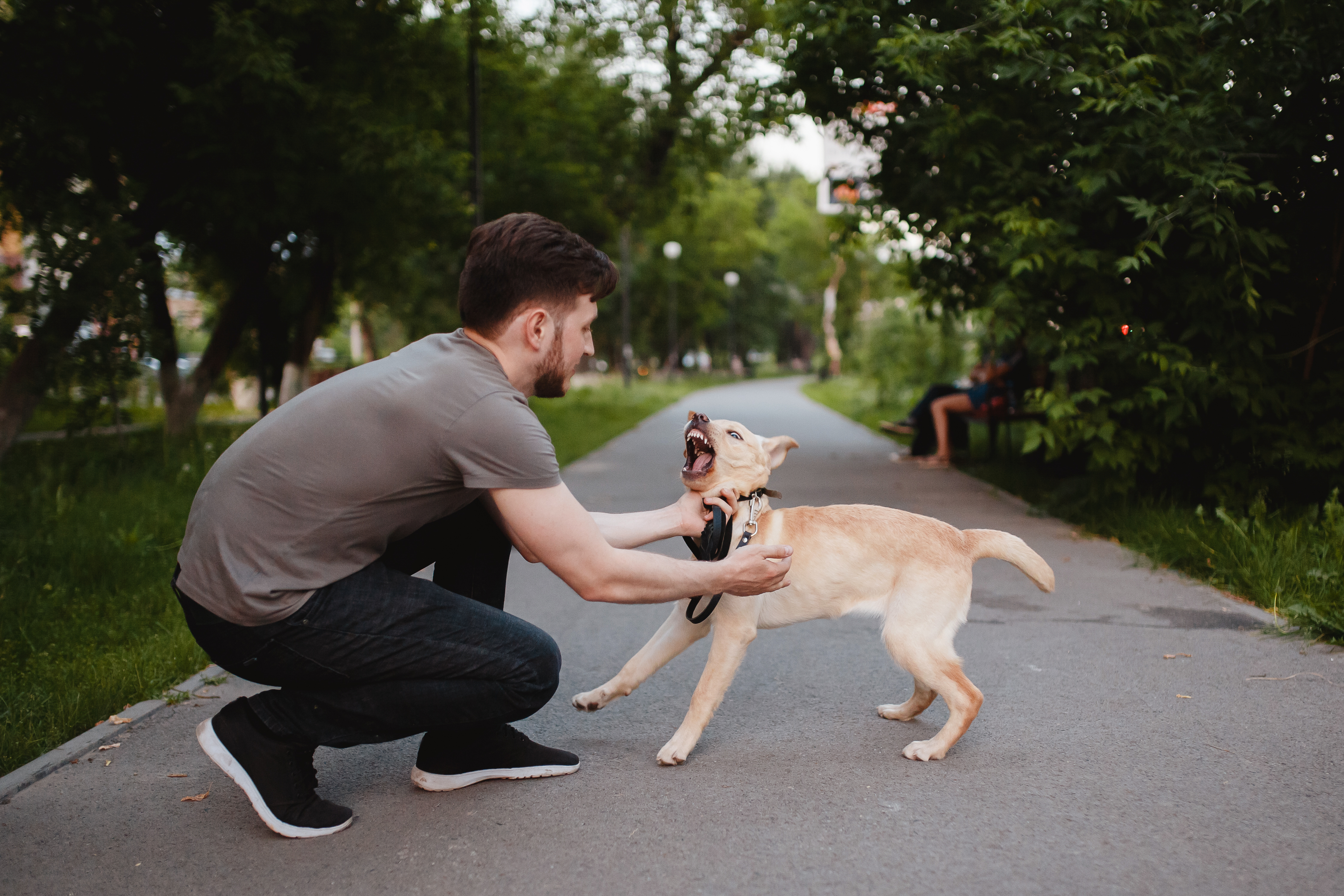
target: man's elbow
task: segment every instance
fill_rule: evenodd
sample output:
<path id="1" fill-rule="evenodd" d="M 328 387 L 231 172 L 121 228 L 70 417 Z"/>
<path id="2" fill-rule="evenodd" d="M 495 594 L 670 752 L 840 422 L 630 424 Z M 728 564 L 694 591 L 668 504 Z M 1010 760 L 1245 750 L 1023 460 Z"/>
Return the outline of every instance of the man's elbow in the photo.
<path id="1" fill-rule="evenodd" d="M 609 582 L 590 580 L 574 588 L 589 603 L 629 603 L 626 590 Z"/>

...

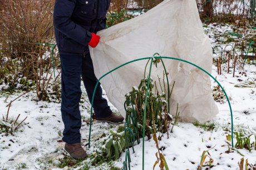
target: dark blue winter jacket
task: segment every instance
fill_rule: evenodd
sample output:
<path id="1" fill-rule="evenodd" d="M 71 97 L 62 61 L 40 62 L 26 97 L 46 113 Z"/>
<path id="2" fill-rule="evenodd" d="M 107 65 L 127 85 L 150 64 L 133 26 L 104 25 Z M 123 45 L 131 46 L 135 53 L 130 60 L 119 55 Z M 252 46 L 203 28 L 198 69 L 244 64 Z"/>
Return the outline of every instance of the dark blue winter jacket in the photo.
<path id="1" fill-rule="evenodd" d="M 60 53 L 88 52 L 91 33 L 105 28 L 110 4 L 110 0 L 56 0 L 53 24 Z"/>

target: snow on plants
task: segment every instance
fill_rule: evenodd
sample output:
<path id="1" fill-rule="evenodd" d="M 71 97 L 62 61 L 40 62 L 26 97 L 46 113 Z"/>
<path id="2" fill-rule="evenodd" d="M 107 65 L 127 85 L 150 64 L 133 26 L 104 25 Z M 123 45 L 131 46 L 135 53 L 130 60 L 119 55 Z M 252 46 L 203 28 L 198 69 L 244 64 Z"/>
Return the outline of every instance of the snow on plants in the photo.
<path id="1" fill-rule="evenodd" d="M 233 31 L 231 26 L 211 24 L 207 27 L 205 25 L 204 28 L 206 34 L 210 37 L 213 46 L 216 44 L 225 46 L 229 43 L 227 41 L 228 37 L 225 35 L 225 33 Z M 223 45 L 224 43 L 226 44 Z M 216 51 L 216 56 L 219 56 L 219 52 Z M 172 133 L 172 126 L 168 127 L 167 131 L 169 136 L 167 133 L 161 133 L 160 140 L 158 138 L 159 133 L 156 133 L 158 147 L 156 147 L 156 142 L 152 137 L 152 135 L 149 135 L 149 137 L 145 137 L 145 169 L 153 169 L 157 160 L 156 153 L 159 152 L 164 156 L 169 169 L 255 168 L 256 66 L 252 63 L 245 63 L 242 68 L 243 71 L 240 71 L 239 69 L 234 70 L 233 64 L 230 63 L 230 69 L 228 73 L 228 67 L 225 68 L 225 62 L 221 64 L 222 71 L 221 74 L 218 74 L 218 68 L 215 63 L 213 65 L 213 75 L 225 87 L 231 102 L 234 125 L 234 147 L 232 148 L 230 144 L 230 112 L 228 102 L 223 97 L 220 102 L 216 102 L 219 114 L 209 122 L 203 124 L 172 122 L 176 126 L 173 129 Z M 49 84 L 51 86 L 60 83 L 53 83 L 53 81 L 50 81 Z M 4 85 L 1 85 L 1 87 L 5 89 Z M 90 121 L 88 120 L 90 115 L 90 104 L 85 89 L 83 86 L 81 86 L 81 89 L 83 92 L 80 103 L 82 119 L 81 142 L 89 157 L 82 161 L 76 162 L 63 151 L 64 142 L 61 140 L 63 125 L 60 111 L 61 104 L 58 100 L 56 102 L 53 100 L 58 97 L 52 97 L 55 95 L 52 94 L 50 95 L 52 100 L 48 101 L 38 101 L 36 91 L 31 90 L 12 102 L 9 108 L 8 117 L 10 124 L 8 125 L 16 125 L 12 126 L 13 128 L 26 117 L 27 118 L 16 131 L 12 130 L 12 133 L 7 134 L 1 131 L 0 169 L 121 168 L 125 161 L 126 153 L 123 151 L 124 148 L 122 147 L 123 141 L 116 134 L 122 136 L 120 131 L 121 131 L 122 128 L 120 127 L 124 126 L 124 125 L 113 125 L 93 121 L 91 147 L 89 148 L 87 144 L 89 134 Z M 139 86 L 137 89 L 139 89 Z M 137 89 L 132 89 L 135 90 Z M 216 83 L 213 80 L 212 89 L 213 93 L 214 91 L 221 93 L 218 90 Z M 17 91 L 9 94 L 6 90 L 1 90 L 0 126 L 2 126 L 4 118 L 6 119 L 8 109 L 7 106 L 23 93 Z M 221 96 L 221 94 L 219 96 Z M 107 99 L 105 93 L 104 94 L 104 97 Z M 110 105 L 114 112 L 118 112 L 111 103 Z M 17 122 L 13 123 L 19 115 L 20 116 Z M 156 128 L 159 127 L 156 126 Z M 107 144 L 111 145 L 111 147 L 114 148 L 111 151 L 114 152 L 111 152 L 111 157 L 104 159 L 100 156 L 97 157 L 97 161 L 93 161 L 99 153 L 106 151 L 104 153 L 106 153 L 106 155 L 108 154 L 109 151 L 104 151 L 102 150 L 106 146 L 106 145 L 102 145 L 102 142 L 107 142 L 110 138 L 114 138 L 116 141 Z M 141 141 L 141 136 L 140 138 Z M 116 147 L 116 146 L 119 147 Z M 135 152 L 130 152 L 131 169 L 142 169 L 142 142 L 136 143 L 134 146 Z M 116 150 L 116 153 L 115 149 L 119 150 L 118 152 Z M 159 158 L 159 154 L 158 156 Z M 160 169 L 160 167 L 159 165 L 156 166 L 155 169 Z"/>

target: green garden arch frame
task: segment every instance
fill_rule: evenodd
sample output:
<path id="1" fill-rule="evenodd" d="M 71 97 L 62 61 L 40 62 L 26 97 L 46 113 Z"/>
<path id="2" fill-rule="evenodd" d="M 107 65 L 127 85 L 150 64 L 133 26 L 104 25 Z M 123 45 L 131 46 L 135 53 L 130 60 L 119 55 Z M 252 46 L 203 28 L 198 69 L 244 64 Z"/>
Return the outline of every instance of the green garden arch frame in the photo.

DIRECTIVE = Lay out the lines above, from the one containing "target: dark blue winter jacket" through the one containing "91 33 L 105", with both of those lines included, as a Markdown table with the columns No. and Line. Number each line, leave out any blank lines, and include nothing outside that span.

TASK RESPONSE =
| No. | Line |
|---|---|
| 1 | target: dark blue winter jacket |
| 2 | task: segment every instance |
| 3 | fill_rule: evenodd |
| 4 | sample output: |
| 5 | <path id="1" fill-rule="evenodd" d="M 71 97 L 62 61 L 40 62 L 26 97 L 46 113 Z"/> |
| 6 | <path id="2" fill-rule="evenodd" d="M 107 65 L 127 85 L 150 64 L 133 26 L 104 25 Z M 123 45 L 131 46 L 135 53 L 130 60 L 119 55 Z M 252 46 L 203 28 L 198 69 L 244 64 Z"/> |
| 7 | Return the outline of every instance of the dark blue winter jacket in the photo. |
| 8 | <path id="1" fill-rule="evenodd" d="M 60 53 L 88 52 L 91 33 L 105 28 L 110 4 L 110 0 L 56 0 L 53 24 Z"/> |